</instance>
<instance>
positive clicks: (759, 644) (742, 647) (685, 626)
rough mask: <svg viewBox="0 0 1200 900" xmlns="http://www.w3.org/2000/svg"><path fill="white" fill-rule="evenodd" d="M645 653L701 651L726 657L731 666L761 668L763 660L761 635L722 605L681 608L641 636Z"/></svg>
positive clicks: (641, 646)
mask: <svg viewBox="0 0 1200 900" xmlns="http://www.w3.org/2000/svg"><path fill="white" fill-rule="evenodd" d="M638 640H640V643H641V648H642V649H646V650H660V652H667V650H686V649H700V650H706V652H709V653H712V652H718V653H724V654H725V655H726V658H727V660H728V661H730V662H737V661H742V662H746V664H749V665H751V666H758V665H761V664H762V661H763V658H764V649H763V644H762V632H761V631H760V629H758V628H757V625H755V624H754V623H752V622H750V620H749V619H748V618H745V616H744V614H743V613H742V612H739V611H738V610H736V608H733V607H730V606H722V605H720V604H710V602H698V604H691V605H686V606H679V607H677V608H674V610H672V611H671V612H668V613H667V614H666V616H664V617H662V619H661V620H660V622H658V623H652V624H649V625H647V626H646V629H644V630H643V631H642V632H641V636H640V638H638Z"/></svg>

### WHAT TO DO
An exact transcription of the data above is required.

### SOLUTION
</instance>
<instance>
positive clicks: (759, 644) (742, 647) (685, 626)
rough mask: <svg viewBox="0 0 1200 900" xmlns="http://www.w3.org/2000/svg"><path fill="white" fill-rule="evenodd" d="M645 653L701 651L726 657L731 666L761 668L763 660L761 635L722 605L681 608L641 636Z"/></svg>
positive clicks: (641, 646)
mask: <svg viewBox="0 0 1200 900" xmlns="http://www.w3.org/2000/svg"><path fill="white" fill-rule="evenodd" d="M638 640H640V643H641V648H642V649H646V650H660V652H667V650H686V649H700V650H706V652H709V653H712V652H718V653H724V654H725V655H726V658H727V660H728V661H730V662H737V661H742V662H746V664H749V665H751V666H758V665H761V664H762V661H763V658H764V649H763V644H762V632H761V631H760V629H758V628H757V625H755V624H754V623H752V622H750V620H749V619H748V618H745V616H744V614H743V613H742V612H739V611H738V610H736V608H733V607H730V606H722V605H720V604H710V602H698V604H691V605H686V606H679V607H677V608H674V610H672V611H671V612H668V613H667V614H666V616H664V617H662V619H661V620H660V622H658V623H652V624H649V625H647V626H646V629H644V630H643V631H642V632H641V636H640V638H638Z"/></svg>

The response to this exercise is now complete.